_DIRECTIONS FOR THIS TASK_. Please copy the records from the line that has "GET /bbox?q=concrete column" through the line that has "[0,83,200,90]", replacing "concrete" with "stone" and leaving everything else unchanged.

_EXCERPTED RECORDS_.
□ □ □ □ □ □ □
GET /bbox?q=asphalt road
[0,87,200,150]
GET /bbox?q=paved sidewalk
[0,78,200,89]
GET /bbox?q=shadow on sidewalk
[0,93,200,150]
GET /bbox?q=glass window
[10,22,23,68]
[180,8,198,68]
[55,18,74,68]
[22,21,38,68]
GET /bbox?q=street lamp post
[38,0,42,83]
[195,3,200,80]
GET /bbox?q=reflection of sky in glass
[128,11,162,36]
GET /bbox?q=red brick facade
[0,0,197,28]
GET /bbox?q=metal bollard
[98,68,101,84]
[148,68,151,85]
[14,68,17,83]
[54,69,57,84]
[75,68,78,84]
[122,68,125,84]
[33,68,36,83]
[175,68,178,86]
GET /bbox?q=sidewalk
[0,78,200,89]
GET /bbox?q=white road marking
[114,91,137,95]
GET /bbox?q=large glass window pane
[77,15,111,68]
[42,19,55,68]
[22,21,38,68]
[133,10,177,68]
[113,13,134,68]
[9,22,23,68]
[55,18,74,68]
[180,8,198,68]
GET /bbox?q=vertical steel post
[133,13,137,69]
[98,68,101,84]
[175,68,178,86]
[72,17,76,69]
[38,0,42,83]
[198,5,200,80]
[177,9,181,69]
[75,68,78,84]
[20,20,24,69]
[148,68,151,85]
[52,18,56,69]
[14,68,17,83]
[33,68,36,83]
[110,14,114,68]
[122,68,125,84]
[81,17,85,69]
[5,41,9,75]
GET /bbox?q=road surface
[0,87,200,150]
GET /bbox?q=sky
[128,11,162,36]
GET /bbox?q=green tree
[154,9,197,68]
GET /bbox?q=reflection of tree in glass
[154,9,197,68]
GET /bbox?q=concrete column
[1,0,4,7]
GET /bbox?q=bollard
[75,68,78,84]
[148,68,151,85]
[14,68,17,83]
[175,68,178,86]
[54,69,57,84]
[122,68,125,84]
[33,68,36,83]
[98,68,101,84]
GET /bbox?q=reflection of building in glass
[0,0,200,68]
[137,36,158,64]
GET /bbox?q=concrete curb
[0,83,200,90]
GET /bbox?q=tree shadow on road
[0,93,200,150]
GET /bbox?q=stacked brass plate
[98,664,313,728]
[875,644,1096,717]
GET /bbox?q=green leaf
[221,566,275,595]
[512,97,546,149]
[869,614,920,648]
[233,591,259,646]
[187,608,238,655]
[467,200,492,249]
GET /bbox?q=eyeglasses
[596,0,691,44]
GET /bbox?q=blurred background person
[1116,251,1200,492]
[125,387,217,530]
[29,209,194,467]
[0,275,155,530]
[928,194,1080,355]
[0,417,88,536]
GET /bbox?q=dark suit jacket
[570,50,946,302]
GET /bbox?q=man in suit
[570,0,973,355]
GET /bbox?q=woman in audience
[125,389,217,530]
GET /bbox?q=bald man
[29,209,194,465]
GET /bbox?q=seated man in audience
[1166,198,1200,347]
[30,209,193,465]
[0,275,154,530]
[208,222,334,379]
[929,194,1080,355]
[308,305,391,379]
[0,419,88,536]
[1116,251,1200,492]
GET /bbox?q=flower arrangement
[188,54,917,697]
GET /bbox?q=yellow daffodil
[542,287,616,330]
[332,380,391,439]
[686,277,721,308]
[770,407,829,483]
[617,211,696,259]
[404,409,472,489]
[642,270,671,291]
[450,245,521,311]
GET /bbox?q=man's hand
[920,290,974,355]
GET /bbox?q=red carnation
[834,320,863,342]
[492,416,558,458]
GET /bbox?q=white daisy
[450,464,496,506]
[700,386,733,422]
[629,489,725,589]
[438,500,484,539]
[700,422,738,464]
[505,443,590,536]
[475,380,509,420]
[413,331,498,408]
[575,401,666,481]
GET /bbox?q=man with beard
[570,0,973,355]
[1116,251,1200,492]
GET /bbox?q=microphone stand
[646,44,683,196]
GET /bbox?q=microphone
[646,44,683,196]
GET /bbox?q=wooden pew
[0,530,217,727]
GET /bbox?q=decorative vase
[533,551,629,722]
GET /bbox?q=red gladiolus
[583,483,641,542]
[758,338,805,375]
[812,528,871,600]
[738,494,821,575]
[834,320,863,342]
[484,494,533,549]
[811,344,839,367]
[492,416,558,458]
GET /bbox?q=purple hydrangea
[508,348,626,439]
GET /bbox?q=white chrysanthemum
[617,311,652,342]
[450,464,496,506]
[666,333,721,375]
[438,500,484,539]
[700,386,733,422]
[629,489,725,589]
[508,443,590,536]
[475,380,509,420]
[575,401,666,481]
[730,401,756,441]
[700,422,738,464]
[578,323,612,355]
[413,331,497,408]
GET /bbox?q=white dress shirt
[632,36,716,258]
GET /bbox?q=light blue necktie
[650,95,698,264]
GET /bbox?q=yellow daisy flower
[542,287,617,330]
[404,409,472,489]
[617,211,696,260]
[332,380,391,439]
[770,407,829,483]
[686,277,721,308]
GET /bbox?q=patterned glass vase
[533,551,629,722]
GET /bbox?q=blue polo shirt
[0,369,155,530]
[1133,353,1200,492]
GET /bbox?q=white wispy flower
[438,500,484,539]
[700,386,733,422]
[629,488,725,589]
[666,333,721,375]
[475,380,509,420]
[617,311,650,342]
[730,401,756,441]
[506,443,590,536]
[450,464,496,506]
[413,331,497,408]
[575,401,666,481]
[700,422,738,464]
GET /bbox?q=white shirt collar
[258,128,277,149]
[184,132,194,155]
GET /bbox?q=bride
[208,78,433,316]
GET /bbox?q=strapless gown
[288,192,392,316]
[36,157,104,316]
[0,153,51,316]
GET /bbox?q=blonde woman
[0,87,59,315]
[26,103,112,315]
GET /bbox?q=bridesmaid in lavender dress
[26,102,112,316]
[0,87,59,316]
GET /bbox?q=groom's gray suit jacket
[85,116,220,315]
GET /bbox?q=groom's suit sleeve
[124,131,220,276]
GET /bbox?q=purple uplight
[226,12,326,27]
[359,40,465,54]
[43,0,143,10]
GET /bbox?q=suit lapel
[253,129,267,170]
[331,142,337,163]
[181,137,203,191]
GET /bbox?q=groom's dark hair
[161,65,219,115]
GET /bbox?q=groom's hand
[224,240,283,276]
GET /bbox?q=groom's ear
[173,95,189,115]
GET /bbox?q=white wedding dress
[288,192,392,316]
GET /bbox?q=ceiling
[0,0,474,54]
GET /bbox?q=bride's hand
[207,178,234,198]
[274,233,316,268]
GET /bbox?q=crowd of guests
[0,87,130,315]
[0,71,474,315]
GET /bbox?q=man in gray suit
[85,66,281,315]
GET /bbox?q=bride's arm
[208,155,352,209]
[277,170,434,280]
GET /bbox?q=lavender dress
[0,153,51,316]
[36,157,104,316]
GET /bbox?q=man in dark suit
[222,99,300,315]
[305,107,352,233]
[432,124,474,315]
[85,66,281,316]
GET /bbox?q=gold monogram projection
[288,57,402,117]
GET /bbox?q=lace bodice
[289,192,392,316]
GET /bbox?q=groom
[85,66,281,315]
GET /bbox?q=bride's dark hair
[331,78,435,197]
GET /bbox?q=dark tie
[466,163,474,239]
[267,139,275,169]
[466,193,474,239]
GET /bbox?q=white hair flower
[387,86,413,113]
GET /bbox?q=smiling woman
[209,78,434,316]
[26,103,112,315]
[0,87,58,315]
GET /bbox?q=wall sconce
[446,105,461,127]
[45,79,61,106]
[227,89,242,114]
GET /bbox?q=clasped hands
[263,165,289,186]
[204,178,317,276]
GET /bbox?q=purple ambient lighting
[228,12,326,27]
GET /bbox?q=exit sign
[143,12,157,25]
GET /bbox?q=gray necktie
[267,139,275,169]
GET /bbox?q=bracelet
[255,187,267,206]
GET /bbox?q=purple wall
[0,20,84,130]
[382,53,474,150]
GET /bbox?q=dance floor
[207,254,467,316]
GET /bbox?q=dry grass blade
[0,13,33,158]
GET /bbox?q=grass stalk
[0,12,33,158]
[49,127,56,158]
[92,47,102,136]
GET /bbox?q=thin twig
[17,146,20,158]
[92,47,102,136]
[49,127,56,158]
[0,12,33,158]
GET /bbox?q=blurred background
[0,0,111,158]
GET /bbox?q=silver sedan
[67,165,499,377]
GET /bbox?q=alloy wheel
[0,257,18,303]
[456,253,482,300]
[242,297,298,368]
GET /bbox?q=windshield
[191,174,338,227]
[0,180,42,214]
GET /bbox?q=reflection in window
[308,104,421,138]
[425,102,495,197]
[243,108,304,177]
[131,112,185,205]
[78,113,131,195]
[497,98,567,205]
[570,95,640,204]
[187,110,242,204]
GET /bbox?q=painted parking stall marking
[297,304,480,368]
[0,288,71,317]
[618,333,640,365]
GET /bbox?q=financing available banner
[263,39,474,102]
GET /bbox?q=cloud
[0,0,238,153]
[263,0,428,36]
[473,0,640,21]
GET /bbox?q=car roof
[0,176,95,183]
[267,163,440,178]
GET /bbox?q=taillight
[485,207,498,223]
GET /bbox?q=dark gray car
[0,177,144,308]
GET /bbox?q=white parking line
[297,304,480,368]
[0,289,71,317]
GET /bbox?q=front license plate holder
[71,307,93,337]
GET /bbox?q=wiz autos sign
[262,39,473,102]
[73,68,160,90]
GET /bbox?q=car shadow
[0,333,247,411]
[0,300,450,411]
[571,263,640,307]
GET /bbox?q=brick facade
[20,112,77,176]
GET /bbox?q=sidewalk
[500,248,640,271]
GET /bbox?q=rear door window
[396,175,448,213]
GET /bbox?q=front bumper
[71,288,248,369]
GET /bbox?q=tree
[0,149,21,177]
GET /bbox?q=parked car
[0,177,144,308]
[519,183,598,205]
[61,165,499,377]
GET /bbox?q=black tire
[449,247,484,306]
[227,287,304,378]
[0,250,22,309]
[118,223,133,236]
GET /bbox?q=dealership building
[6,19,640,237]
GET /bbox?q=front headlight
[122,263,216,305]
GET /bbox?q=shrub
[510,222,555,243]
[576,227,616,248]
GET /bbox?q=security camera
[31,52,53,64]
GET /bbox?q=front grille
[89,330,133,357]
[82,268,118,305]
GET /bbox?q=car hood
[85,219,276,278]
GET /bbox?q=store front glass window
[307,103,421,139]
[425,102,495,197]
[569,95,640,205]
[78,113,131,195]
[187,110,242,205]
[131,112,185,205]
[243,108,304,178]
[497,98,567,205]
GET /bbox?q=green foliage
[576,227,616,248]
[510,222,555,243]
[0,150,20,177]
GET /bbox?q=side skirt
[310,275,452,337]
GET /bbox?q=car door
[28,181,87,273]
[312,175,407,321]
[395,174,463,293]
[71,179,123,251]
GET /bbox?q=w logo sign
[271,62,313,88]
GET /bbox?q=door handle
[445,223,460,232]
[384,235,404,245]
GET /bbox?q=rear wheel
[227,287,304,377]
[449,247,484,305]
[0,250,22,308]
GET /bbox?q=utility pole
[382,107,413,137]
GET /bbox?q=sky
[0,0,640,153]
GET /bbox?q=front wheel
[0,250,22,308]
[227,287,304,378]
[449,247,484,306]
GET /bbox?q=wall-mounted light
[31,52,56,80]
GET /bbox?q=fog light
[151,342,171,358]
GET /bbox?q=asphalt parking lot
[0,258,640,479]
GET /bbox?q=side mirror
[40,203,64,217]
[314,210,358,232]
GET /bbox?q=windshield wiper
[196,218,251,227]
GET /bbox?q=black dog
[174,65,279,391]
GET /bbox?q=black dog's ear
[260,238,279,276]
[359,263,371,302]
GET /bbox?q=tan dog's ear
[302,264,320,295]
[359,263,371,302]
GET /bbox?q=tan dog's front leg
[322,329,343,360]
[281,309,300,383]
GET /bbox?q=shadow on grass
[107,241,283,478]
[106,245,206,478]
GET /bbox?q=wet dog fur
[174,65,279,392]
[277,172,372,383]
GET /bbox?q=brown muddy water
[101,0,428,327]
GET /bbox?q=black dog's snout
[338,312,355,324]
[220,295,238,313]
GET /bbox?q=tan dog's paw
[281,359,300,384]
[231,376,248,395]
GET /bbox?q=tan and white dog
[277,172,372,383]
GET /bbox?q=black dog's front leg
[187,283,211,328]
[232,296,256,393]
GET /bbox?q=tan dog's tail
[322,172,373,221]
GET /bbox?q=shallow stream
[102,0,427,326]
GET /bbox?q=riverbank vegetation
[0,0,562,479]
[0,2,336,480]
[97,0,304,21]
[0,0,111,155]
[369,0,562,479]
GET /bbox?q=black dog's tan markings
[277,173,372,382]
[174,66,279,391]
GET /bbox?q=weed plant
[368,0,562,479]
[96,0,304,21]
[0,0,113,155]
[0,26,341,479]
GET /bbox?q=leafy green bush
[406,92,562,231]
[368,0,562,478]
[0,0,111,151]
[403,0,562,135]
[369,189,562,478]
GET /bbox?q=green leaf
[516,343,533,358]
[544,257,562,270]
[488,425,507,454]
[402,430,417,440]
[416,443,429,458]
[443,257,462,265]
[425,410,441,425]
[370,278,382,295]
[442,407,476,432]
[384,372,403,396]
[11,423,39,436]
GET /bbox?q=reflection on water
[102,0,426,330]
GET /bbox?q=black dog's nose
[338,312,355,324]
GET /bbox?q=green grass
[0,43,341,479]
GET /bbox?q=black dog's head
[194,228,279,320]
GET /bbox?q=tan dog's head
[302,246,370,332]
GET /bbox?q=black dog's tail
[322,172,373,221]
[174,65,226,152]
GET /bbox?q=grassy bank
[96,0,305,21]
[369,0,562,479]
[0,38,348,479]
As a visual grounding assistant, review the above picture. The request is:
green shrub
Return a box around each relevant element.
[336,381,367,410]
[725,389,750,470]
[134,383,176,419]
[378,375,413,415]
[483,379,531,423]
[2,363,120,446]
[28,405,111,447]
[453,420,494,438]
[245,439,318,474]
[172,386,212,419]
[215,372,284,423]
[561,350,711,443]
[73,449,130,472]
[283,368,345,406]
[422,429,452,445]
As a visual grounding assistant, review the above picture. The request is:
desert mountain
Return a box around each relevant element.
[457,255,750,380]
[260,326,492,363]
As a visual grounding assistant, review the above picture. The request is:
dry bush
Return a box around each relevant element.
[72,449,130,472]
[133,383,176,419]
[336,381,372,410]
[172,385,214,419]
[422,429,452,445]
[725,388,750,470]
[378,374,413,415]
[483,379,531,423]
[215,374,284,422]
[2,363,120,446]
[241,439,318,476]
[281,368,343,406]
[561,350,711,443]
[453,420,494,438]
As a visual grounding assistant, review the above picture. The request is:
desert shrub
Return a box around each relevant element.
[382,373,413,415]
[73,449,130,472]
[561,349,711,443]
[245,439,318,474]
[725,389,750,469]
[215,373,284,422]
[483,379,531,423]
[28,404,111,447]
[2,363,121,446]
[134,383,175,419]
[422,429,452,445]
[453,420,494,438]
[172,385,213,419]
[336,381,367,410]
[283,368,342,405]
□ □ □ □ □ □ □
_RESULT OF THIS EXERCISE_.
GET /bbox?q=stone column
[1,0,4,7]
GET /bbox?q=bollard
[75,68,78,84]
[148,68,151,85]
[14,68,17,83]
[175,68,178,86]
[54,69,57,84]
[122,68,125,84]
[33,68,36,83]
[98,68,101,84]
GET /bbox?q=reflection of building in glass
[0,0,200,68]
[137,36,158,64]
GET /bbox?q=stone curb
[0,83,200,90]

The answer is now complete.